# Work required
Locate each line in the listing below that contains the word "lands", and copy those lines out.

# Material provided
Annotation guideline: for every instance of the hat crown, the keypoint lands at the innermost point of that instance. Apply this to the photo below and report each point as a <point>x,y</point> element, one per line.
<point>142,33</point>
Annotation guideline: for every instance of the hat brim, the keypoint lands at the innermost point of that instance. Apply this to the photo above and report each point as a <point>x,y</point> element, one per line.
==
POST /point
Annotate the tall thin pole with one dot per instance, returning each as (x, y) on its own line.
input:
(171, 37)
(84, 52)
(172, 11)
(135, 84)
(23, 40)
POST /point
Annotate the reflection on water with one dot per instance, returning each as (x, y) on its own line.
---
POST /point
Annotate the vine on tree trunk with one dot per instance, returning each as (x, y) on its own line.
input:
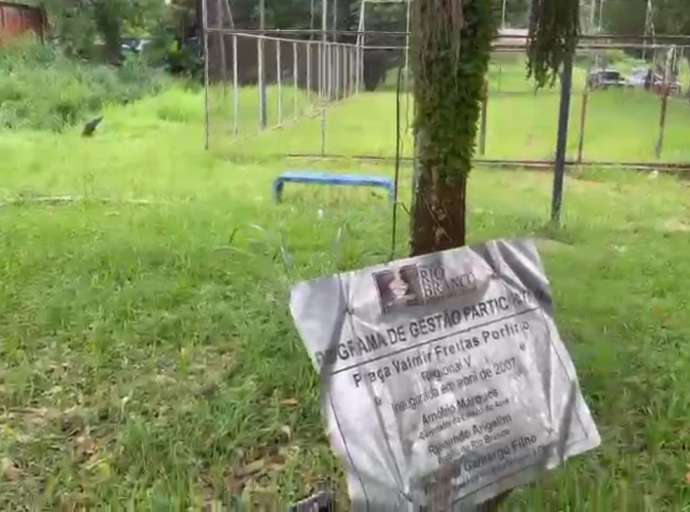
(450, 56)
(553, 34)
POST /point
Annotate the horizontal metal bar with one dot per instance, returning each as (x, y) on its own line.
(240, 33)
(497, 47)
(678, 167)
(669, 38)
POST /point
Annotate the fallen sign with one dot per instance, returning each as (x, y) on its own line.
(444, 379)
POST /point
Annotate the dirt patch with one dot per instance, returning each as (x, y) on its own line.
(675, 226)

# Reply to the task
Annotation guideline: for every instance of the hat crown, the keypoint lands at the innermost point of that instance. Apply this to the photo below and report each point as a <point>x,y</point> element, one per line.
Annotation guideline: for every instance of the hat brim, the keypoint lands at the innermost point of that instance. Apply this to the photo above and report each point as a <point>x,y</point> element, one per line.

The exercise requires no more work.